The Wolf Man (3/5)
The Wolf Man is one of those films that you know even if you’ve never actually sat down and watched it. It has become a sort of ur-text for werewolf films, and the mythology of the werewolf that’s posited in this film has made its way through each subsequent movie about a man transforming into a wolf creature. The Wolf Man was made during Universal’s “monster movie” heyday, but unlike Dracula and Frankenstein, The Wolf Man isn’t based on a previous existing text. And while I would have to strain a little if I wanted to call it a “classic,” I can, at the very least, appreciate its role in constructing a modern myth out of cast off legends.
The movie begins when Larry Talbot returns to his father’s manor in England after the death of his brother. Larry’s father, John Talbot, is played by the erudite Claude Raines, and the two are a complete mismatch. Where John is a man of theory and academia, Larry works well with his hands but freely admits he doesn’t exactly have a lot of book smarts. It’s somewhat puzzling that despite John’s upper class English accent, Larry sounds like he’s been working in a Pittsburg steel mill.
But Larry, played by Lon Cheney Sr., isn’t so broken up by his brother’s death that he can’t hit on the local women. While looking through his father’s telescope, Larry happens to spot his neighbor, Gwen trying on some earrings. In what is arguably the most awkward pick up scene in movie history, Larry proceeds to go over to Gwen’s family shop to ask her if he can buy a pair of earrings. When she offers up a few that are on display, Larry tells her that he actually wants the ones she was just trying on in her room. I honestly don’t know why Gwen didn’t turn around and flee the shop right then. After insisting that he will pick her up at eight that night (Gwen pretty much turns him down repeatedly), Larry is able to convince Gwen to grudgingly go out with him.

Your task: Extract the passage of the Wolf Man review from "But Larry, played" to "out with him.", word for word. The entries that follow play no part in this.

Extracted records:
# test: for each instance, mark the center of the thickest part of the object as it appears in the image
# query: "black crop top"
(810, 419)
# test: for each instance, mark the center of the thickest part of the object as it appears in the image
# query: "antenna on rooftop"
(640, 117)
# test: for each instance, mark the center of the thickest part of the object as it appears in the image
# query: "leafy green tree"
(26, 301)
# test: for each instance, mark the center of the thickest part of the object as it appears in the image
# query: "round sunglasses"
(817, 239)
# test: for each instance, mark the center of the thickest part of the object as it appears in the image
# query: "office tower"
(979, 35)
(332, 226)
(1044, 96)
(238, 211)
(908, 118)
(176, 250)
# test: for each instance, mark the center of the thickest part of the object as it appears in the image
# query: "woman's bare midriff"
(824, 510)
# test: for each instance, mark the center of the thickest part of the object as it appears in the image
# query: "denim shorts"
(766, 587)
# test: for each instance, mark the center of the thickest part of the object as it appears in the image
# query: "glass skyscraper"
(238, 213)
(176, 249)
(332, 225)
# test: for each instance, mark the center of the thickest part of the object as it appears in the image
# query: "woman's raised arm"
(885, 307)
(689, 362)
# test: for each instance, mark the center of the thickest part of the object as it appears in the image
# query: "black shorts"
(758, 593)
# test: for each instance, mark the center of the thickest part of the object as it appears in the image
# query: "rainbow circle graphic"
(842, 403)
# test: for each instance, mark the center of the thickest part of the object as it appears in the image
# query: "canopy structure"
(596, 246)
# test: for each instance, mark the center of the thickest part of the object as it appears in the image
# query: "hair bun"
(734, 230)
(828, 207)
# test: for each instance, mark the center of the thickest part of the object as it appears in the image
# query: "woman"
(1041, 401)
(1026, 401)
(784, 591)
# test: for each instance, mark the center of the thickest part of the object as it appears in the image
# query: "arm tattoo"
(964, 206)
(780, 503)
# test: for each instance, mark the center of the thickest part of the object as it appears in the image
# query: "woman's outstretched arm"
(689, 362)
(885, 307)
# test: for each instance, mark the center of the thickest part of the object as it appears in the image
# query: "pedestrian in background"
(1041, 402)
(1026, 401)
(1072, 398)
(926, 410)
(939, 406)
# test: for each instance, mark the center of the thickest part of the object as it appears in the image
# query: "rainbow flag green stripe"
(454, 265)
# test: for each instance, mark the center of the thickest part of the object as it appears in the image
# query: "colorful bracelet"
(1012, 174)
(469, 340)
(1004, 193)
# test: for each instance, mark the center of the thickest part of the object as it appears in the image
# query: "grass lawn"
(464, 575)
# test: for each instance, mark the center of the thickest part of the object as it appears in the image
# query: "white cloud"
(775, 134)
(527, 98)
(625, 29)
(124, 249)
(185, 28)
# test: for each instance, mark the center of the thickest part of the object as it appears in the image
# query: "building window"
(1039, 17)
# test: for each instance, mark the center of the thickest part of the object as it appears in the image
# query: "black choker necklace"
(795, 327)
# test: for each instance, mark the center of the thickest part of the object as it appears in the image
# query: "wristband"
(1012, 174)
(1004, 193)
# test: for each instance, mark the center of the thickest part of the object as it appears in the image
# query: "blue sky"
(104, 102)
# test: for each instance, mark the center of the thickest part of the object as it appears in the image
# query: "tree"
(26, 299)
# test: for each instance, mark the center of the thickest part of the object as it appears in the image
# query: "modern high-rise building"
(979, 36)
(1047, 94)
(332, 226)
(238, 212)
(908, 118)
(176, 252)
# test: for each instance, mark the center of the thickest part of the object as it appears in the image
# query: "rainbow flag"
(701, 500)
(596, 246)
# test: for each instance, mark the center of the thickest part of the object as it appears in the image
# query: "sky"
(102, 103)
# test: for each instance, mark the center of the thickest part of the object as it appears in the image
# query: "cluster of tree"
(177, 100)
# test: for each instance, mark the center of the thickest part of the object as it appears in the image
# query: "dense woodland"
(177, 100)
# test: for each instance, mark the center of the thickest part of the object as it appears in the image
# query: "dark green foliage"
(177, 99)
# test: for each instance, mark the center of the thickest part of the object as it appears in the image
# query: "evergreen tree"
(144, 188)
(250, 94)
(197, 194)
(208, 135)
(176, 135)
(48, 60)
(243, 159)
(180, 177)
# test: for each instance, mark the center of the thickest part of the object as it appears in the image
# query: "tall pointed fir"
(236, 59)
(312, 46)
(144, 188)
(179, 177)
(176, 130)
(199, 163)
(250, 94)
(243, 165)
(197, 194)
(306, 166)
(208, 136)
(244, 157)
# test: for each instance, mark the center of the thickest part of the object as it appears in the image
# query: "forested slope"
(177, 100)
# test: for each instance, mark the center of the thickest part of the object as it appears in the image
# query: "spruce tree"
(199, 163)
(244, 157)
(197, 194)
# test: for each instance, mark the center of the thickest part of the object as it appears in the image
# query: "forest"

Finished task:
But Larry, played by Lon Cheney Sr., isn’t so broken up by his brother’s death that he can’t hit on the local women. While looking through his father’s telescope, Larry happens to spot his neighbor, Gwen trying on some earrings. In what is arguably the most awkward pick up scene in movie history, Larry proceeds to go over to Gwen’s family shop to ask her if he can buy a pair of earrings. When she offers up a few that are on display, Larry tells her that he actually wants the ones she was just trying on in her room. I honestly don’t know why Gwen didn’t turn around and flee the shop right then. After insisting that he will pick her up at eight that night (Gwen pretty much turns him down repeatedly), Larry is able to convince Gwen to grudgingly go out with him.